**Work order:**
Would you please copy every line of the material that follows, exactly as it reads?

Top of Excerpted data

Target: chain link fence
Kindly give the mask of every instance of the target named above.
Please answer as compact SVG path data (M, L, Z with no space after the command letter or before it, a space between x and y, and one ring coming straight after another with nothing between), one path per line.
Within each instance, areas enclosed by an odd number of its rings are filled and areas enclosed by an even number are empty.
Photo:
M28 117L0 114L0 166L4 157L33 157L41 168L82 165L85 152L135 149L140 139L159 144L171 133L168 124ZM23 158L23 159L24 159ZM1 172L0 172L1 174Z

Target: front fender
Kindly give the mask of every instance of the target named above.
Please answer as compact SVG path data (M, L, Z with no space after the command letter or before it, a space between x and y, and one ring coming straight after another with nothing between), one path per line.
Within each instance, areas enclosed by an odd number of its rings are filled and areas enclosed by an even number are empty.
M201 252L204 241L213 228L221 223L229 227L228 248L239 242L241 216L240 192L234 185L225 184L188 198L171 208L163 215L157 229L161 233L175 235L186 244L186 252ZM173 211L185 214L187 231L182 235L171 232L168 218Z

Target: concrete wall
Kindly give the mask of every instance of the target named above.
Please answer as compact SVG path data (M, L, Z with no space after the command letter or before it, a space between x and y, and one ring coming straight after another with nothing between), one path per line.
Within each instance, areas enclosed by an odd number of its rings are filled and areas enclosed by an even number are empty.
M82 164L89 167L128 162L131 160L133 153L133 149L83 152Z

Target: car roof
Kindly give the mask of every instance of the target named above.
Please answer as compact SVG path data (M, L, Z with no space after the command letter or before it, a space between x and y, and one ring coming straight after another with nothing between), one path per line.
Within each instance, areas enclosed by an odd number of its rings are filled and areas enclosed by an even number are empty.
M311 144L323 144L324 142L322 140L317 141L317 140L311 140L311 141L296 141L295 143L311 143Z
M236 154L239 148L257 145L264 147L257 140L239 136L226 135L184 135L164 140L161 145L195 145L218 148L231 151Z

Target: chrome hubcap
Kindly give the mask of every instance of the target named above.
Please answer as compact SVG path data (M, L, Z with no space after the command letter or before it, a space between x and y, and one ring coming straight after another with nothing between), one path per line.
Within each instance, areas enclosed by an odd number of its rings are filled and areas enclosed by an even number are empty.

Bottom of Excerpted data

**Output of the task:**
Target: chain link fence
Kindly give the mask of every instance of the target named above.
Please answer as compact SVG path data (M, L, Z with no space after the command letter or before it, a space between x and y, and one ring coming straight after another with nothing between), one path per line.
Within each instance, areas enclosed by an odd number of its rings are filled and areas enclosed by an even number are empty.
Photo:
M28 117L0 114L0 166L4 157L33 157L41 168L82 165L85 152L135 149L140 139L159 144L171 133L168 124ZM23 158L23 159L24 159ZM1 172L0 172L1 174Z

Target: front fender
Kindly give the mask of every instance of the target named above.
Please answer as compact SVG path data (M, L, Z with no space after the command letter or before it, a space between x and y, and one ring coming straight after another with nothing between), one path per line.
Within each instance, areas enclosed by an odd number of its rings are filled and areas enclosed by an even number are empty.
M201 252L204 241L213 228L221 223L229 227L228 248L239 242L241 216L240 192L234 185L225 184L188 198L171 208L163 215L157 229L161 233L175 235L186 244L186 252ZM173 211L185 214L187 231L182 235L171 232L168 218Z

Target: concrete wall
Kindly give the mask of every instance of the target named above.
Please answer as compact SVG path data (M, L, Z with no space after the command letter or before it, a space between x and y, and one ring coming straight after another with nothing between), one path per line.
Within each instance, areas enclosed by an odd number of its rings are filled and areas enclosed by an even number are empty.
M82 164L89 167L128 162L131 160L133 153L133 149L83 152Z

Target: car roof
Kindly give the mask of every instance of the target named above.
Please answer as compact SVG path data (M, L, Z with no space after the command letter or before it, a space between x and y, and one ring coming straight after another with nothing between), one path per line.
Within each instance, areas enclosed by an odd number of its rings are filled and areas enclosed by an even number are empty.
M311 144L323 144L324 142L322 140L317 141L317 140L311 140L311 141L296 141L295 143L311 143Z
M236 154L239 148L257 145L264 147L257 140L239 136L226 135L184 135L164 140L161 145L195 145L218 148L231 151Z

Target: chrome hubcap
Kindly give the mask of every instance of the target named above.
Please answer as compact SVG path data (M, L, Z with no space after the command letter or before it, a space between x and y, and one ring coming straight after another with nothing between), one path per line.
Within each instance, areas enclosed by an odd number of its rings are filled and areas enclosed by an even number are empty.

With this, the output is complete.